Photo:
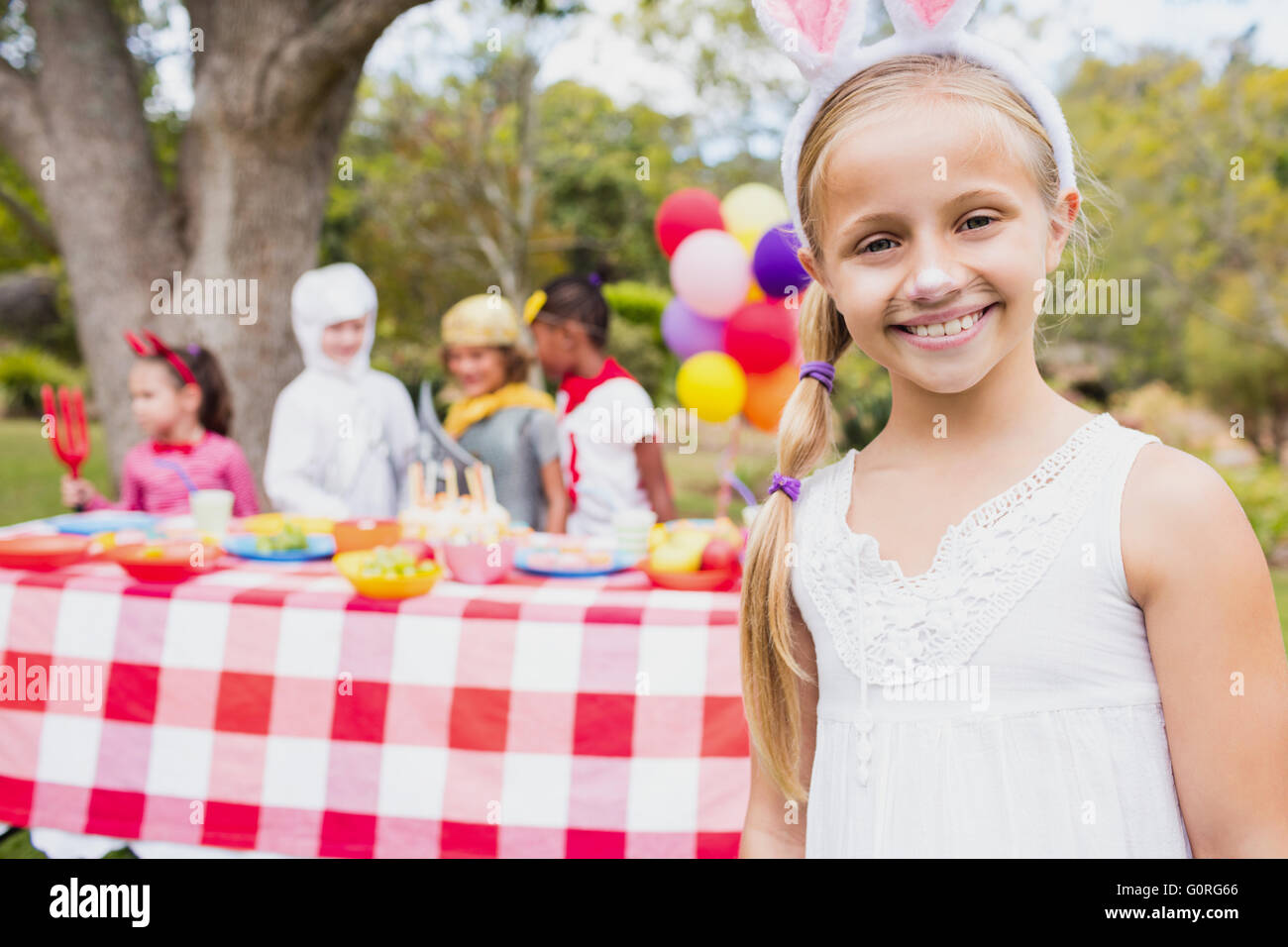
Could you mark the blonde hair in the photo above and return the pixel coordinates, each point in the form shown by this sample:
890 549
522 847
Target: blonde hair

━━━━━━━━━━━━━━━━━━━━━━━━━━━━━━

Return each line of the data that contains the string "blonde".

Could you mark the blonde hair in the photo above and return the pixel coordinates, each point in the form shown by this sample:
Target: blonde hair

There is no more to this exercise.